--- START DATA TO USE ---

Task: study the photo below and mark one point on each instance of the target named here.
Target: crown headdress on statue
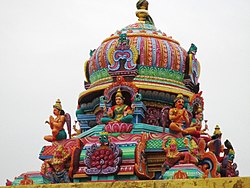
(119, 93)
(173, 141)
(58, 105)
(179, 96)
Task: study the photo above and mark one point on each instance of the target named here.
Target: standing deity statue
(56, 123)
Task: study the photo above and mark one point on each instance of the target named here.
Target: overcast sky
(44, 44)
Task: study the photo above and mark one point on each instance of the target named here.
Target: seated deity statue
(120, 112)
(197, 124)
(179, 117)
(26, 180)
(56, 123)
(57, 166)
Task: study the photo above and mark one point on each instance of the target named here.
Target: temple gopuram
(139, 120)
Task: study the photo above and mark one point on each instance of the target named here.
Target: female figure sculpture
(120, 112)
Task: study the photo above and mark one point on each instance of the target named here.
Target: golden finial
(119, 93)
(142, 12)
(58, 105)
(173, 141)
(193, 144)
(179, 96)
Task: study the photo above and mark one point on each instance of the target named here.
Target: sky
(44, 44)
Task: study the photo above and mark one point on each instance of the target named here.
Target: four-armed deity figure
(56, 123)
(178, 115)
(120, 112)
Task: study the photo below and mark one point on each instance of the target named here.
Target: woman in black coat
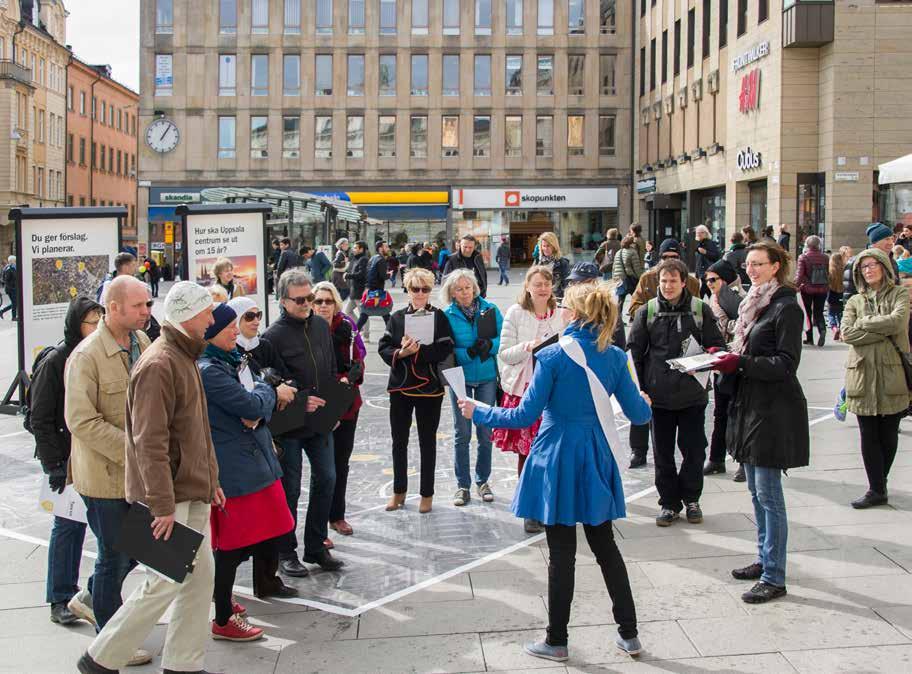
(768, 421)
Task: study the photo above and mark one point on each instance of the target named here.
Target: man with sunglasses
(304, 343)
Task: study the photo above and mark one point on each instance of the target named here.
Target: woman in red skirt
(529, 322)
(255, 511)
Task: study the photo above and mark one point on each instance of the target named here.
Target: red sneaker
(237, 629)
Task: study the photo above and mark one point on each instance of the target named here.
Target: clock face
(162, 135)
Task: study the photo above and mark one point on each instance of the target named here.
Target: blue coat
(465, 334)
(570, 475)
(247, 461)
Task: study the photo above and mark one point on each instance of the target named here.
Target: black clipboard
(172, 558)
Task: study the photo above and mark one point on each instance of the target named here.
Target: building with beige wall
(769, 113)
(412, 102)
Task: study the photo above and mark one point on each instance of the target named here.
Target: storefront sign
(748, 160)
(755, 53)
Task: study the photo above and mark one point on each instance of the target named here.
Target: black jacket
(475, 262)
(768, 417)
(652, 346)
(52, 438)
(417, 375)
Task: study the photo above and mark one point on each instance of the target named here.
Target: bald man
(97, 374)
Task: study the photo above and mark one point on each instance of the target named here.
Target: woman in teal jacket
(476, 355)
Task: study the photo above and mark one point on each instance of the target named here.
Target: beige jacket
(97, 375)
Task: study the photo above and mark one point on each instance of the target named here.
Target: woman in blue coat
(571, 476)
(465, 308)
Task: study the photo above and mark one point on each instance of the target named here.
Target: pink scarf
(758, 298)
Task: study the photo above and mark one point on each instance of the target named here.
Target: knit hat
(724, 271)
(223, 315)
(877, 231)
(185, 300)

--- END DATA TO USE ---

● WRITTEN PROBLEM:
The records above must be transcribed exactly. Pictures are left out of the copy.

● ANSWER FOR THE TASK:
Task: study the photo below and mark one point on each instance of the target named here.
Target: crown headdress on statue
(119, 93)
(173, 141)
(58, 105)
(179, 96)
Task: study the photo above and mark one point on each instance of the target named here.
Target: standing deity statue
(56, 123)
Task: study the photo above and mark one point on each instance of the target named here.
Target: overcast sky
(44, 44)
Task: study the photo above and mark one point on each instance of the target named here.
Target: seated deity statue
(120, 112)
(197, 124)
(179, 117)
(26, 180)
(56, 123)
(57, 166)
Task: study the photo above and mark one point on each instance of the target named here.
Target: temple gopuram
(139, 120)
Task: study the photo above and mark one point on each instance of the target named here.
Target: female figure sculpture
(120, 112)
Task: study the photo above and mark one point on each instance of the target named here.
Target: golden finial
(119, 93)
(142, 12)
(58, 105)
(173, 141)
(193, 144)
(179, 96)
Task: study the photo above and mark one point on each instance of the target named here.
Target: sky
(44, 44)
Task: study the photo above and mark one point on each instance of the target named here.
Target: four-armed deity figure
(56, 123)
(178, 115)
(120, 112)
Task: study the photo below and mark one point on each instance of the target named here.
Target: woman in black coat
(768, 421)
Task: study the photo above and mark one point on each instance of the target named here.
Target: man with sunglasses
(304, 343)
Task: study the photo above and mark one point on each instance of the target named here.
Target: woman in red skirt
(529, 322)
(255, 511)
Task: study the photo above and mark one point on each instance of the target named here.
Target: red sneaker
(237, 629)
Task: study the photo above and mark one point on each instance of the target named here.
Target: clock face
(162, 135)
Task: study the photo above and mark one point on each instance of the target named here.
Target: blue coat
(465, 334)
(570, 475)
(247, 461)
Task: study the photo above and mark one point on each instance of the target named here.
Target: black clipboard
(172, 558)
Task: study the photo above and mark one point on each instance of the target named here.
Target: building with beige wall
(769, 113)
(412, 102)
Task: study the photo above and mark one point on each instance of the target named here.
Target: storefront sign
(748, 160)
(755, 53)
Task: study the photo above and mark one point on each instance of the target named here.
Target: black jacket
(475, 262)
(768, 417)
(652, 346)
(52, 438)
(417, 375)
Task: study the photo above and mark one point on each instance of the target named here.
Target: bald man
(97, 374)
Task: study the photo above and mark one point on each instance of the target named here.
Target: woman in teal jacket
(476, 355)
Task: study the photo above and mark one point on each instance of the target named here.
Target: beige jacket
(97, 375)
Task: study the photo above and mark one point on each instance of the target named here.
Target: woman in blue coat
(571, 476)
(465, 308)
Task: study the photo above and mark one point on each instance of the target named here.
Target: pink scarf
(758, 298)
Task: study the photo above and mark one point on each instance of the target named here.
Target: knit hat
(724, 271)
(223, 315)
(877, 231)
(185, 300)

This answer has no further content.